>> start DATASET CONTENT

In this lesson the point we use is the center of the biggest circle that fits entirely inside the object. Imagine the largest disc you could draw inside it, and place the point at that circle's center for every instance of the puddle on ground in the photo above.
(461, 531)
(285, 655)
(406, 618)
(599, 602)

>> end DATASET CONTENT

> _EXERCISE AIM_
Render each line of the items above as a JSON list of strings, with one string per line and blank lines omitted.

> _TASK OUTPUT_
[
  "In this lesson the point we use is the center of the biggest circle that fits entirely inside the object. Imagine the largest disc you could draw inside it, and place the point at that circle's center for every instance of the puddle on ground in the photo above.",
  "(461, 531)",
  "(285, 655)",
  "(406, 618)",
  "(599, 602)"
]